WHAT IS REQUIRED:
Turn the entries below, starting with the line that contains "Question. Place a dot on every instance of the swimming" and going on through the line that contains "(1010, 569)", into a JSON list of strings with one string per line and blank lines omitted. Leave the pictures out of the list.

====== INFORMATION SUPPLIED

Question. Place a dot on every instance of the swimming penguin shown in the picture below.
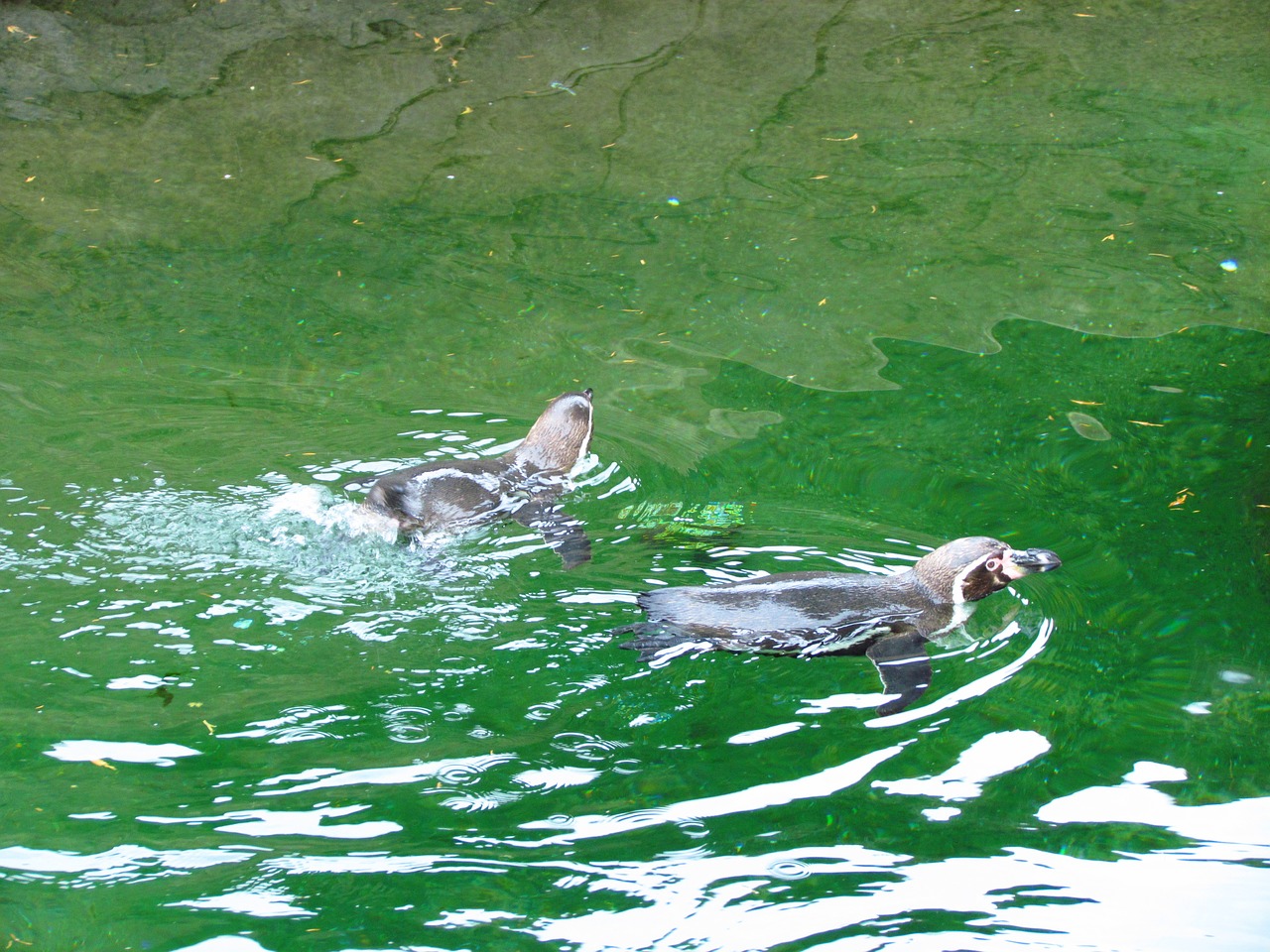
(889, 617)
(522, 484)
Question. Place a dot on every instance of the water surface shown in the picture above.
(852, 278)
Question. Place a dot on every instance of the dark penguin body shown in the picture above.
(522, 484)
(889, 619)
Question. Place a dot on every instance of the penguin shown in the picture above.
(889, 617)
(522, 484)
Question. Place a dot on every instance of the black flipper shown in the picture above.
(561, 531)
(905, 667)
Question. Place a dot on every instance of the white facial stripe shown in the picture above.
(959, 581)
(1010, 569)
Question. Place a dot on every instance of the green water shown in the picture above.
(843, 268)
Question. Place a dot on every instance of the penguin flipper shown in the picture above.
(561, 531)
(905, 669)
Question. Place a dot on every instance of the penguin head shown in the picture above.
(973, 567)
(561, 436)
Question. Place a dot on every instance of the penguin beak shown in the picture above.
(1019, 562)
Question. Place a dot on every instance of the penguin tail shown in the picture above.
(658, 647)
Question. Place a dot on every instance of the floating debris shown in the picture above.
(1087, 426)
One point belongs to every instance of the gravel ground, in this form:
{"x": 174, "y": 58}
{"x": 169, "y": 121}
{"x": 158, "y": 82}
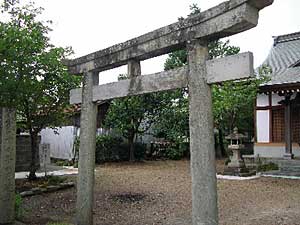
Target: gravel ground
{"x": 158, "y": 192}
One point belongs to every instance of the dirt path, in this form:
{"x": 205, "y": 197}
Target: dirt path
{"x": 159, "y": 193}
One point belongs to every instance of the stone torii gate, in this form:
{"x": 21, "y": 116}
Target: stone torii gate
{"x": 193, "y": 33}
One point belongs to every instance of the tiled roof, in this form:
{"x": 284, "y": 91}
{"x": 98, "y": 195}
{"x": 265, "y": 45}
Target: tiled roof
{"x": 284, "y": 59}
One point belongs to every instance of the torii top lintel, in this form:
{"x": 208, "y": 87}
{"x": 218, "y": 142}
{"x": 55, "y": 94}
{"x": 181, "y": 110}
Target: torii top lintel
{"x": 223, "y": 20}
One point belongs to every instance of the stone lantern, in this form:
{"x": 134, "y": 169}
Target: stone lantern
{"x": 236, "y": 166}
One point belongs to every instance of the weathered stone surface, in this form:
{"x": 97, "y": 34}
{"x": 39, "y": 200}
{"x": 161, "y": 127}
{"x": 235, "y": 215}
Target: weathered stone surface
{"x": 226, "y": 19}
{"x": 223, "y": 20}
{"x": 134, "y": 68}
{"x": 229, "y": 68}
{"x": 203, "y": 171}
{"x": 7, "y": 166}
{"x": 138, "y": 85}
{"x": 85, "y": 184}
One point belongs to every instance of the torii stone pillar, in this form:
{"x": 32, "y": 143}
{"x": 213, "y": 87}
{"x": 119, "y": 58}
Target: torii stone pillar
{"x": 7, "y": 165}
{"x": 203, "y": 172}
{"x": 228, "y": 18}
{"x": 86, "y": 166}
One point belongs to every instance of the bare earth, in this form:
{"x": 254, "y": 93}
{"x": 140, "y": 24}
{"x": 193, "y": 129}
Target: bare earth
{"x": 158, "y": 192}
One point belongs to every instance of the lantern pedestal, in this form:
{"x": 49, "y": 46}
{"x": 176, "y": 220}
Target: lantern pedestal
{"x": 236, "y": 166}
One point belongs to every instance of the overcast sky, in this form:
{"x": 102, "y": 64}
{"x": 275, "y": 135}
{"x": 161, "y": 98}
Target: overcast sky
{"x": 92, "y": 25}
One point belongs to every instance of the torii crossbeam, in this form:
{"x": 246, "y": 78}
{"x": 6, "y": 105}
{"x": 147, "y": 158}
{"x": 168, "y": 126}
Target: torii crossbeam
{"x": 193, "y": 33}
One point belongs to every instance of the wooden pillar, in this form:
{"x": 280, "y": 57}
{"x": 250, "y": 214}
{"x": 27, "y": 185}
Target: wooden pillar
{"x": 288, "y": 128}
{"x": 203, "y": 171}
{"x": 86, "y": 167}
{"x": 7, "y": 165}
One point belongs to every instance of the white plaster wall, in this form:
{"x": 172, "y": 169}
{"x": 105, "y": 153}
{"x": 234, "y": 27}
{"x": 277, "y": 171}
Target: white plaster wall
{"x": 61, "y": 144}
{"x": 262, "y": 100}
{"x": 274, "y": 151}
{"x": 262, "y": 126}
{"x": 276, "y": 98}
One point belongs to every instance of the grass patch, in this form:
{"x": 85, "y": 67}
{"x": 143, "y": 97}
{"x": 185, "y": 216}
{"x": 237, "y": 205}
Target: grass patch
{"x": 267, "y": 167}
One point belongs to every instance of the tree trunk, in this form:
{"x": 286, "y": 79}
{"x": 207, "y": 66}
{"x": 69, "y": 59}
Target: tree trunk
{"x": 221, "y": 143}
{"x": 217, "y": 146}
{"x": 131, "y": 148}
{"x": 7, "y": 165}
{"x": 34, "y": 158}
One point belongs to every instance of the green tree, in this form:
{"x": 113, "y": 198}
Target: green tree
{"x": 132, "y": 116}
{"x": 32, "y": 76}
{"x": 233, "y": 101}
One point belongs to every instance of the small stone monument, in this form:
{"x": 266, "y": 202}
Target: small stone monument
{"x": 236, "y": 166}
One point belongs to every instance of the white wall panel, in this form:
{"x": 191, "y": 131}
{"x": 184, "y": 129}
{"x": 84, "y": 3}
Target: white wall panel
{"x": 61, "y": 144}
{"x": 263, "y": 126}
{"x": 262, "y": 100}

============
====== INFORMATION SUPPLIED

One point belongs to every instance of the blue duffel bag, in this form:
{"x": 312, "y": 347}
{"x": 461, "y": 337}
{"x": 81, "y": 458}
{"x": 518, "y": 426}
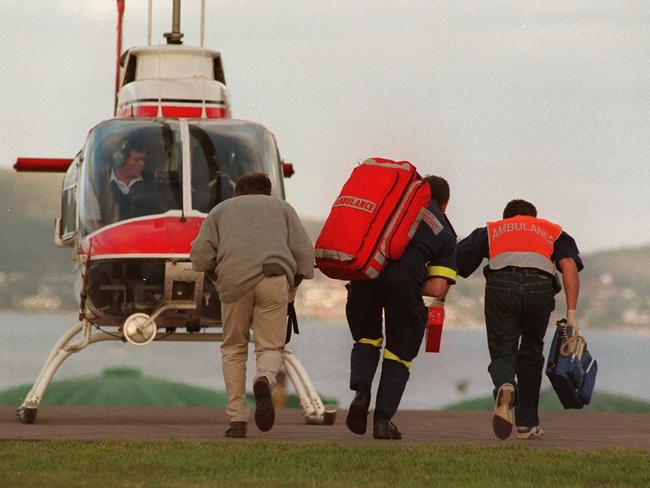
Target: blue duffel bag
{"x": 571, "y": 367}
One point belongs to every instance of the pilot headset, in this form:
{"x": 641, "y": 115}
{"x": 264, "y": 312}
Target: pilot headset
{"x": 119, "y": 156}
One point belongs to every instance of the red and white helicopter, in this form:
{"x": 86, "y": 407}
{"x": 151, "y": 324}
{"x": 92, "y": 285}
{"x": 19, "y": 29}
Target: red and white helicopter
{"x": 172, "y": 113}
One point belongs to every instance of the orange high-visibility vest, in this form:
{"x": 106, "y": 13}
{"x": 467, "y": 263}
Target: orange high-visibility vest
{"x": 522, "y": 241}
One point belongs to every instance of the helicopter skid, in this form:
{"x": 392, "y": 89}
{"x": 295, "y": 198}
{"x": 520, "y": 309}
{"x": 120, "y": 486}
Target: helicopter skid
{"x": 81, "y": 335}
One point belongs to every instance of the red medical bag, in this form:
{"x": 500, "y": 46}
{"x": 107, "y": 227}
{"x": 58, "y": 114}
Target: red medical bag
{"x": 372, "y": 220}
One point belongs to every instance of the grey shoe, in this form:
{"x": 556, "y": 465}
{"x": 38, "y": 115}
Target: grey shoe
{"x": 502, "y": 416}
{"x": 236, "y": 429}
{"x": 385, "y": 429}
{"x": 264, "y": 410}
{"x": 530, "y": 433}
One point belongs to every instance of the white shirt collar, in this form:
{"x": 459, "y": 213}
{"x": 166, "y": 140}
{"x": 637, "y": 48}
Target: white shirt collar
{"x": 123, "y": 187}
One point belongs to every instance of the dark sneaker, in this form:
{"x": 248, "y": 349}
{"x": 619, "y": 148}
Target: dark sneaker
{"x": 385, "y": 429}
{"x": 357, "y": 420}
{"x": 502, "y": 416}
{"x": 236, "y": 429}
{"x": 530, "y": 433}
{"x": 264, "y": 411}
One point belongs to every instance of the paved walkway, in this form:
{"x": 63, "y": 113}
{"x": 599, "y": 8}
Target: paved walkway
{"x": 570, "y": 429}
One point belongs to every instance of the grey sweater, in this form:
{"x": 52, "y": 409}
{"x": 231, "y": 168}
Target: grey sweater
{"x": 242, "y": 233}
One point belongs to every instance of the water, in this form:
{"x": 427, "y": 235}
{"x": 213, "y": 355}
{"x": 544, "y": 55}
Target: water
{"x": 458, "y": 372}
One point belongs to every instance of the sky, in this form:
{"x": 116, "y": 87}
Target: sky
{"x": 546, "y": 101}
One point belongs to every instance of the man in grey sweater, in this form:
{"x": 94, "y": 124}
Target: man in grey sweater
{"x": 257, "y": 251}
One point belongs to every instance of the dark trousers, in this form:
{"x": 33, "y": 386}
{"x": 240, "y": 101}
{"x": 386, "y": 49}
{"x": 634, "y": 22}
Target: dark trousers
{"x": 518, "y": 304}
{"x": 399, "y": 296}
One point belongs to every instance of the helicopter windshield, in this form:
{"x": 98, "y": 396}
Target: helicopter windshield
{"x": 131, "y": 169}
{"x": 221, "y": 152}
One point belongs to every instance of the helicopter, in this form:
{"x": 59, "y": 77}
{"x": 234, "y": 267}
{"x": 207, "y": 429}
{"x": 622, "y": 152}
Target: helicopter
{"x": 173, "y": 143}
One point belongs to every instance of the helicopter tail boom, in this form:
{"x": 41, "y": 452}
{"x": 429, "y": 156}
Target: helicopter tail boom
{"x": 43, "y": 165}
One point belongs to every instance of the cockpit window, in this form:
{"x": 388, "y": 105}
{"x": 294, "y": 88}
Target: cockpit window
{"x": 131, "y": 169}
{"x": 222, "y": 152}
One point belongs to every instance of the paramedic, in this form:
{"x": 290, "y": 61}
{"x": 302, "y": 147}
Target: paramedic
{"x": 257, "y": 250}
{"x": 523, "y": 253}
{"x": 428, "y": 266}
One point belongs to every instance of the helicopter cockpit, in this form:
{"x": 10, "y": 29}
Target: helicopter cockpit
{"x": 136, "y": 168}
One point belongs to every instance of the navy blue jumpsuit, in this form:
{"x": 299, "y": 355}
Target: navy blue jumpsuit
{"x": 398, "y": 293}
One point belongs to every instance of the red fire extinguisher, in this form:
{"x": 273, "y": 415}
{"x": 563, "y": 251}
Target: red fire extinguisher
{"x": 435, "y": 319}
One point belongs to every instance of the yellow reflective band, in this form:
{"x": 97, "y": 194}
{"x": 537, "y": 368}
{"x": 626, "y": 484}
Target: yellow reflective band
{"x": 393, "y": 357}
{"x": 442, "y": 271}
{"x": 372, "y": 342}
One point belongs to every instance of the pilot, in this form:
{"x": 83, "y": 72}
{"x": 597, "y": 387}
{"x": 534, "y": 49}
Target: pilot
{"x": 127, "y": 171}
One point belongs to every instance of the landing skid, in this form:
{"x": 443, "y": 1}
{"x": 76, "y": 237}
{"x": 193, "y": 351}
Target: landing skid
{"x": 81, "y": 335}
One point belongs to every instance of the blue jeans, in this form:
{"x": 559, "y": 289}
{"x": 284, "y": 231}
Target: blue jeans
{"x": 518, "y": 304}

============
====== INFORMATION SUPPLIED

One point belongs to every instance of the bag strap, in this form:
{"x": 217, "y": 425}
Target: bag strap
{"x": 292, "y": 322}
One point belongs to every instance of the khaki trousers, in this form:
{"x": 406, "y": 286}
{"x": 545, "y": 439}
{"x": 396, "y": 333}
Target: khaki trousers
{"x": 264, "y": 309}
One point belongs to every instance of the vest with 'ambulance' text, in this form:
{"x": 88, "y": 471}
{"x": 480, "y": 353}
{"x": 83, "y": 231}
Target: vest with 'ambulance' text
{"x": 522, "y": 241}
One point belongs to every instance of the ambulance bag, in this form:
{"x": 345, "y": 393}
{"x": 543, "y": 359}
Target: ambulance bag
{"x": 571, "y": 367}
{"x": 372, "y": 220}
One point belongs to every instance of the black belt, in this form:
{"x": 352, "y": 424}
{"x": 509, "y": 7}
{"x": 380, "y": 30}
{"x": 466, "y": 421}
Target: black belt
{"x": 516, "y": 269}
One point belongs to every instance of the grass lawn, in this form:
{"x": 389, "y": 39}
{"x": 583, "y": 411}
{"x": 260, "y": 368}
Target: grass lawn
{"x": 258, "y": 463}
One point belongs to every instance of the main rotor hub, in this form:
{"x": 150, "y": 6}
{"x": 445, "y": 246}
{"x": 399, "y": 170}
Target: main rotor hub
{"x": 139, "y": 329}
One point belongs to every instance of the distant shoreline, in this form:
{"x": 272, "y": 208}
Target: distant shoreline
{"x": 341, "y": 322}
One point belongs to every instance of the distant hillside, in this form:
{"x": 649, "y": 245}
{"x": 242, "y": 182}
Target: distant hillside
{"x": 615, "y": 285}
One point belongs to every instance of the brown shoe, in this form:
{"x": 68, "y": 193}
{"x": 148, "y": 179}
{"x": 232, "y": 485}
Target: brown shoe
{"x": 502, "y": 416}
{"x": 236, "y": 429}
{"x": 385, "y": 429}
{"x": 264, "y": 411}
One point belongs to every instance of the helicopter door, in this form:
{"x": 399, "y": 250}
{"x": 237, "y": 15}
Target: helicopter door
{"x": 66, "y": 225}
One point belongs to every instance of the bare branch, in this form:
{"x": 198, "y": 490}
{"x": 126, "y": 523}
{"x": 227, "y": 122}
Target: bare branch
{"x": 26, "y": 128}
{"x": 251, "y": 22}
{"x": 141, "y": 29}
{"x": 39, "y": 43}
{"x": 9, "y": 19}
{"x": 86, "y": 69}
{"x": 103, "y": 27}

============

FINAL RESULT:
[
  "Question. Place a dot on every instance of the swimming penguin shown in the picture below.",
  "(889, 617)",
  "(522, 484)",
  "Question. Place a dot on every instance of the water surface shown in the picture above.",
  "(852, 278)",
  "Question. Place a dot on every instance of the dark penguin body shown in the picture above.",
  "(522, 484)",
  "(889, 619)",
  "Question. Place a dot on every instance of the penguin shown in the picture above.",
  "(889, 617)",
  "(522, 484)",
  "Question. Place a dot on every instance of the black flipper shown in the picture above.",
  "(561, 531)",
  "(905, 667)",
  "Question. Place a dot on every instance of the white facial stripe shown in the picture above.",
  "(959, 581)",
  "(1010, 569)"
]